Text extract:

----

A Z-transform transforms the difference equation of an unknown \(x(n)\) sequence to an algebraic equation in \(\tilde{x} ( z )\). Afterwards, the \(x(n)\) sequence is obtained from \(\tilde{x} ( z )\) through an operation known as inverse Z-transform. Symbolically, this operation can be shown as

$$ Z ^{- 1 } \bigl[ \tilde{ x } ( z ) \bigr] = x ( n ) . $$
(10)

The uniqueness of the inverse Z-transform can be obtained as follows. Assume two sequences \(x(n)\), \(y(n)\) have the same Z-transform, i.e.

$$ \sum_{i=0}^{\infty } x(i) z^{-i} = \sum _{i=0}^{\infty } y(i) z^{-i},\quad \vert z \vert >R. $$
Table 1 Z-transform

Hence,

$$ \sum_{i=0}^{\infty } \bigl[ x ( i ) -y(i) \bigr] z^{-i} =0, \quad \vert z \vert >R $$

is used to obtain the inverse Z-transform [25].

----

Recorded data:

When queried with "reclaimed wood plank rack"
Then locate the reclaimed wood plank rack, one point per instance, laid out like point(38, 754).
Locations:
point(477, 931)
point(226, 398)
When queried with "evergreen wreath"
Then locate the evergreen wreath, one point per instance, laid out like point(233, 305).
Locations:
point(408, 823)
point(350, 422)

----

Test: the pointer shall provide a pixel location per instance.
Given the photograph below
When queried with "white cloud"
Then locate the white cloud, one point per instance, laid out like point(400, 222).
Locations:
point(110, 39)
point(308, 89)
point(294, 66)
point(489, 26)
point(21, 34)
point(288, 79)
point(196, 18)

----

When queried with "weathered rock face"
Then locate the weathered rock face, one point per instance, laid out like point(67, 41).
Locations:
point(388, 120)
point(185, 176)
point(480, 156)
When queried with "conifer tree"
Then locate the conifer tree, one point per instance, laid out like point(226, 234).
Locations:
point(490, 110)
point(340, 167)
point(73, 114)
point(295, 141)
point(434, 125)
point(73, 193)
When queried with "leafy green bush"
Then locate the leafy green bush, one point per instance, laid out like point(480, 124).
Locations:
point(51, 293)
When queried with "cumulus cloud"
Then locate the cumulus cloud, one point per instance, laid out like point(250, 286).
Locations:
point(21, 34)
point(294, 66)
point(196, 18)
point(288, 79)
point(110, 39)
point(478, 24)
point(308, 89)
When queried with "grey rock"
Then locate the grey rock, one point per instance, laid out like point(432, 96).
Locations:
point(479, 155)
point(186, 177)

----

Set exercise:
Please extend the Z-transform text, picking up right after its final sentence. The rows have no connection to the Z-transform text.

Task output:
Discrete time probability distributions

Discrete uniform distribution

Definition

For a random variable, the value of the probability function is a discrete probability distribution if all the values between the lower and upper bounds of the integer are constant. For any random positive n in the form of \(k_{1}, k_{2},\ldots, k_{n}\)

$$ P ( k,n ) = \textstyle\begin{cases} {1} / {n}, &k=1,2,3,\ldots,n,\\ 0, &\mbox{otherwise}, \end{cases} $$

if each of them shows equal probability, then this random variable is called a (discrete) uniform distributed random variable [28, 29].

Theorem

If X has a discrete uniform distribution, then

  1. a.

    \(E ( X ) = \frac{k+1}{2}\),

  2. b.

    \(V ( X ) = \frac{k^{2} -1}{12}\),

  3. c.

    \(M_{x} ( t ) = \frac{1}{k} \sum_{x=1}^{k} e^{tx}\).

Bernoulli distribution

Definition

For the random variable X, p takes a value of 1 with probability of success, and X, takes a value of 0 with probability of failure where \(q=1-p\), then this random variable is called the Bernoulli random variable. The Bernoulli probability mass function is given as [28, 29]:

$$ f ( x,p ) = p^{x} (1-p)^{1-x}, \quad x=0,1. $$

Theorem

If X has a Bernoulli distribution,

  1. a.

    \(E ( X ) =p\),

  2. b.

    \(V ( X ) =p ( 1-p )\),

  3. c.

    \(M_{x} ( t ) = e^{t} p+ ( 1-p ) \).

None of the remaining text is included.